50

I have a long list of float numbers ranging from 1 to 5, called "average", and I want to return the list of indices for elements that are smaller than a or larger than b

def find(lst,a,b):
    result = []
    for x in lst:
        if x<a or x>b:
            i = lst.index(x)
            result.append(i)
    return result

matches = find(average,2,4)

But surprisingly, the output for "matches" has a lot of repetitions in it, e.g. [2, 2, 10, 2, 2, 2, 19, 2, 10, 2, 2, 42, 2, 2, 10, 2, 2, 2, 10, 2, 2, ...].

Why is this happening?

Henrik Andersson
  • 45,354
  • 16
  • 98
  • 92
Logan Yang
  • 2,364
  • 6
  • 27
  • 43
  • 1
    Possible duplicate of [How to find all occurrences of an element in a list?](https://stackoverflow.com/questions/6294179/how-to-find-all-occurrences-of-an-element-in-a-list) – Qiu Jul 10 '17 at 11:33

3 Answers3

81

You are using .index() which will only find the first occurrence of your value in the list. So if you have a value 1.0 at index 2, and at index 9, then .index(1.0) will always return 2, no matter how many times 1.0 occurs in the list.

Use enumerate() to add indices to your loop instead:

def find(lst, a, b):
    result = []
    for i, x in enumerate(lst):
        if x<a or x>b:
            result.append(i)

● **Raw data**:
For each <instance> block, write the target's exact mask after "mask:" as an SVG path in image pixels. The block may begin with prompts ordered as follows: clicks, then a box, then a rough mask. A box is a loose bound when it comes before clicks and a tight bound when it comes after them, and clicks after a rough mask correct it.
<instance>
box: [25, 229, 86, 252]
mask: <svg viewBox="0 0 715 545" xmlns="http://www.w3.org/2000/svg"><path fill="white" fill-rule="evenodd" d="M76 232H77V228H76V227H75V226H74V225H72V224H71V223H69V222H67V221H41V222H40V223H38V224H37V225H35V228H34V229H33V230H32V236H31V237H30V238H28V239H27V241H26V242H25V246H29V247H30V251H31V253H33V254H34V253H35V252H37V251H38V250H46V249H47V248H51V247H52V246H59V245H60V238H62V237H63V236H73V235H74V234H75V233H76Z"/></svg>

● **Problem requirements**:
Answer these questions from the Python thread:
1. Between what two numbers do the floats in the list called "average" range?
2. Which method does the answer say will only find the first occurrence of a value in the list?
3. What function does the answer recommend for adding indices to the loop?
The material has no connection to the Python thread.

● **Exercise response**:
1. From 1 to 5.
2. .index()
3. enumerate()